### WHAT IS ASKED
Pick out every line below that contains the string "weathered" with matching case, and copy each of those lines in full.

= = = = = = =

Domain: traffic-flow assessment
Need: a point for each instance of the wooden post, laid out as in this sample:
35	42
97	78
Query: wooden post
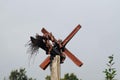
55	68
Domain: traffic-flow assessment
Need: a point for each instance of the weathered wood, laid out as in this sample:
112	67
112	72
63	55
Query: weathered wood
55	68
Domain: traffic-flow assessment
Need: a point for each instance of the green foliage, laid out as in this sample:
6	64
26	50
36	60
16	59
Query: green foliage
19	75
67	76
110	72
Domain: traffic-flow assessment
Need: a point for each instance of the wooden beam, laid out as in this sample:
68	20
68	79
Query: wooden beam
55	68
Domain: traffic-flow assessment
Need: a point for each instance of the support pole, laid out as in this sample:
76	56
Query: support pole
55	68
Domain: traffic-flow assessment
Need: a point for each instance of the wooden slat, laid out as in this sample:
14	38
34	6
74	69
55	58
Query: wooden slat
73	58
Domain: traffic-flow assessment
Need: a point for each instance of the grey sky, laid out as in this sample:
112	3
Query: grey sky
98	38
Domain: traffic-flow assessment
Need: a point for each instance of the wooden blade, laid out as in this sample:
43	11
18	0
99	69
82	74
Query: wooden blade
69	37
44	31
73	58
45	63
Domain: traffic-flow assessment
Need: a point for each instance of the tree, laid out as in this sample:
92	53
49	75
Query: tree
110	72
67	76
19	75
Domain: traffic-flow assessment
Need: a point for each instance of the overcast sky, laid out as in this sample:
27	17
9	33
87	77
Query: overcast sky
98	38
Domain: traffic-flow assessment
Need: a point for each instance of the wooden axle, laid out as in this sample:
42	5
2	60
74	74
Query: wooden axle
46	62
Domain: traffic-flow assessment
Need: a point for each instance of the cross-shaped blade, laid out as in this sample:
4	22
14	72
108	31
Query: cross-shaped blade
66	51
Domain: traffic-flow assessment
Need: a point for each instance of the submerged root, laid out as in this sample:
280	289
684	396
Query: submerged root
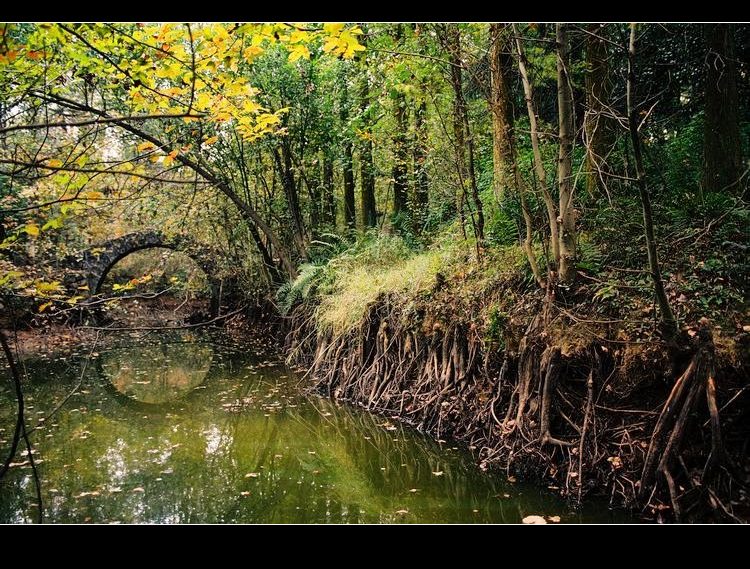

= = = = = = =

### FINAL RESULT
Need: a point for each instance of the weathered wood, laid out as in this sample:
Query: weathered wood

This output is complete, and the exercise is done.